### [TEXTAUSZUG]

※

Wie ist die Idee zu e-Ski entstanden?

Nicola Colombo Die Idee für E-Skimo entstand während der COVID-19-Pandemie, als Skigebiete geschlossen waren. Einige meiner Freunde, die zwar gute Alpinskifahrer waren, aber noch nie Skitouren ausprobiert hatten, luden mich ein, sie bei ihrem ersten Skitouren-Erlebnis zu begleiten. Doch nach nur 30 Minuten bergauf gaben sie auf, da sie es körperlich zu anstrengend fanden. In diesem Moment kam mir die Idee: Was wäre, wenn es eine Möglichkeit gäbe, den Aufstieg zu unterstützen, ähnlich wie E-MTBs das Trail-Fahren revolutioniert haben?

Welchen Vorteil hat ihr Antriebssystem gegenüber anderen Systemen, die derzeit in Entwicklung sind?

※

### [BEREITGESTELLTE DATEN]
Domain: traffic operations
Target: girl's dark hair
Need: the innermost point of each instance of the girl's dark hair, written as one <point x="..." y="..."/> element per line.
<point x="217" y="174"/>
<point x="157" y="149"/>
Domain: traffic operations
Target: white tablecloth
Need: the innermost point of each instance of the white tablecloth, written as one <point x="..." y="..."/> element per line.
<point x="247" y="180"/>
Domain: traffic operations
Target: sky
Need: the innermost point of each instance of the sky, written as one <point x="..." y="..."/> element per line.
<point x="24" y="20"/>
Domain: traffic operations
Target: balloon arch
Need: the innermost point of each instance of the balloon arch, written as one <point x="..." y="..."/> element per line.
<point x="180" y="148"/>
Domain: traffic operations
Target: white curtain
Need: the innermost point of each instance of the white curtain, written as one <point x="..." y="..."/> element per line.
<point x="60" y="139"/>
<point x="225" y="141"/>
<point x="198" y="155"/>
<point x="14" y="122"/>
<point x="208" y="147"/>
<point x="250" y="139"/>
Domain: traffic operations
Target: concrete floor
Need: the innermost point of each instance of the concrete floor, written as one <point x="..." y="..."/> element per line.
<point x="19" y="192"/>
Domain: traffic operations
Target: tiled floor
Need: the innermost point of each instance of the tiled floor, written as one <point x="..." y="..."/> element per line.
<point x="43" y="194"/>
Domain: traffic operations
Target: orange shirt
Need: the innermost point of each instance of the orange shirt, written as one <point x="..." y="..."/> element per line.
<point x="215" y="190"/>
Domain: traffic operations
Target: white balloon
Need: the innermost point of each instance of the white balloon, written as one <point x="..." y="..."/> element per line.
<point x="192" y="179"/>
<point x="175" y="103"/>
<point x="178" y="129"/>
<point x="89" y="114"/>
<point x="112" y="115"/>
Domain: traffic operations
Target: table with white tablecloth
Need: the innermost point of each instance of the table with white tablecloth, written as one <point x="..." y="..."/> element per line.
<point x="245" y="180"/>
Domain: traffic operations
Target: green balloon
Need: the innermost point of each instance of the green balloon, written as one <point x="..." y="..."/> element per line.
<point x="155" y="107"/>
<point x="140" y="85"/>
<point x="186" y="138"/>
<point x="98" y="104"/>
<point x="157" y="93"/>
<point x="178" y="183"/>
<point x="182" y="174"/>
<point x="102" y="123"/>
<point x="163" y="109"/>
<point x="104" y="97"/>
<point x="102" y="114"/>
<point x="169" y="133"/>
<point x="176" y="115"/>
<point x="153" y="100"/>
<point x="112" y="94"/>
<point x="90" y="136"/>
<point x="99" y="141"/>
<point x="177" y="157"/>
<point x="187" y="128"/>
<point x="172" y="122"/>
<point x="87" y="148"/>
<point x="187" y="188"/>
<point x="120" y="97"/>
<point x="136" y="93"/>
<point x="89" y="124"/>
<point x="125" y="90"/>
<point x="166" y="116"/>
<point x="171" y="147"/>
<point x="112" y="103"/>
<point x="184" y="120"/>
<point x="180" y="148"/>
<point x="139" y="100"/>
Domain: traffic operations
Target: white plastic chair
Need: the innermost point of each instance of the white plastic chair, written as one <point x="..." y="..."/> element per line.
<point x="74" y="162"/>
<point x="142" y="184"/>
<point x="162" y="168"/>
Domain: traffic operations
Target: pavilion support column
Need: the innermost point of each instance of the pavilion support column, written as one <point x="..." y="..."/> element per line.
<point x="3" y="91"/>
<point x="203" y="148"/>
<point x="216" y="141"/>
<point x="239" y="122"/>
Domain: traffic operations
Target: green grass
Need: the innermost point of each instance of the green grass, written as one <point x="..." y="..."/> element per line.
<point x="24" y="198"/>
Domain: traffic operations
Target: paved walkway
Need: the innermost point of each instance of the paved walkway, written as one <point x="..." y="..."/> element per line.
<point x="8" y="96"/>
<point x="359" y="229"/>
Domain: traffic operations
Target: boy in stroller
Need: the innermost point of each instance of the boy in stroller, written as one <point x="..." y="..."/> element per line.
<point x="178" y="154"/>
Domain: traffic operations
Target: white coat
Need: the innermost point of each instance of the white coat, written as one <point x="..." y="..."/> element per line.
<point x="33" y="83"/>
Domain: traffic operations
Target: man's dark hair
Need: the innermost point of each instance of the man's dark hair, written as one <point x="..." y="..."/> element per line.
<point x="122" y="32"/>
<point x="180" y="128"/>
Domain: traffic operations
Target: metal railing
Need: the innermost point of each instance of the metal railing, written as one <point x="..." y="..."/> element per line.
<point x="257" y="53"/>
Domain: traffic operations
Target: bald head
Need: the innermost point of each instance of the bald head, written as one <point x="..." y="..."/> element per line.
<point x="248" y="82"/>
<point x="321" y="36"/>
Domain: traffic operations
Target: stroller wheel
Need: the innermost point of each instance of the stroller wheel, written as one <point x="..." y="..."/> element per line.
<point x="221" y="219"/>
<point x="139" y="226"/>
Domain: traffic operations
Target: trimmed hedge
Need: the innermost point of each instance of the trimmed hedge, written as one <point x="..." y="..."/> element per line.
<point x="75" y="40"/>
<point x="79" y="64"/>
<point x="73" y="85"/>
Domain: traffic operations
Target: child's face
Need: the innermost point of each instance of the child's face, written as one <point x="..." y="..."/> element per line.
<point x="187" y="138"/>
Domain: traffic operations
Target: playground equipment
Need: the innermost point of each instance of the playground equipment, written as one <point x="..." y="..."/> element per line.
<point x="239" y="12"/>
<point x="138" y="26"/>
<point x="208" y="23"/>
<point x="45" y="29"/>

※

### [AUFGABE 1]
Gib aus dem Interview über E-Skimo alles von „Wie ist die“ bis hinunter zu „Trail-Fahren revolutioniert haben?“ wortgetreu wieder.
### [AUFGABE 2]
Führe das Interview über E-Skimo im Anschluss an seinen letzten Satz weiter.
Die Zeilen oben haben eine andere Herkunft als der Textauszug.

### [ERWARTETE ANTWORT 1]
Wie ist die Idee zu e-Ski entstanden?

Nicola Colombo Die Idee für E-Skimo entstand während der COVID-19-Pandemie, als Skigebiete geschlossen waren. Einige meiner Freunde, die zwar gute Alpinskifahrer waren, aber noch nie Skitouren ausprobiert hatten, luden mich ein, sie bei ihrem ersten Skitouren-Erlebnis zu begleiten. Doch nach nur 30 Minuten bergauf gaben sie auf, da sie es körperlich zu anstrengend fanden. In diesem Moment kam mir die Idee: Was wäre, wenn es eine Möglichkeit gäbe, den Aufstieg zu unterstützen, ähnlich wie E-MTBs das Trail-Fahren revolutioniert haben?

### [ERWARTETE ANTWORT 2]
Nicola Colombo E-Skimo wurde speziell entwickelt, um Skifahrer beim Aufstieg, auch in steilem Gelände, zu unterstützen und gleichzeitig eine reibungslose Abfahrt zu gewährleisten. Unser System ist leicht (unter 4 Kilo) und kann während der Abfahrt im Rucksack verstaut werden, sodass das authentische Skierlebnis erhalten bleibt. Im Gegensatz zu anderen elektrisch betriebenen Skiern, wie dem kürzlich vorgestellten Vipera, der primär für flaches Gelände und nicht für Aufstiege oder Abfahrten konzipiert ist, konzentriert sich E-Skimo darauf, Skitourengehen ohne Leistungseinbußen zugänglich zu machen.

Welche Kundengruppe wollen Sie ansprechen?

Nicola Colombo Wir sehen ein erhebliches Marktpotenzial darin, mehr Alpinskifahrer für Skitouren zu begeistern, insbesondere in kontrollierten Umgebungen wie markierten Routen in Skigebieten. Erfahrene Skitourengeher bevorzugen zwar weiterhin traditionelle Ausrüstung, wir erwarten jedoch eine ähnliche Dynamik wie bei der Entwicklung des E-MTB: E-Bikes haben neue Fahrer für den Sport gewonnen, während einige traditionelle Mountainbiker der Technologie zunächst ablehnend gegenüberstanden. Ebenso erwarten wir, dass E-Skimo das Skitourengehen einem breiteren Publikum zugänglich macht und den Sport inklusiver macht.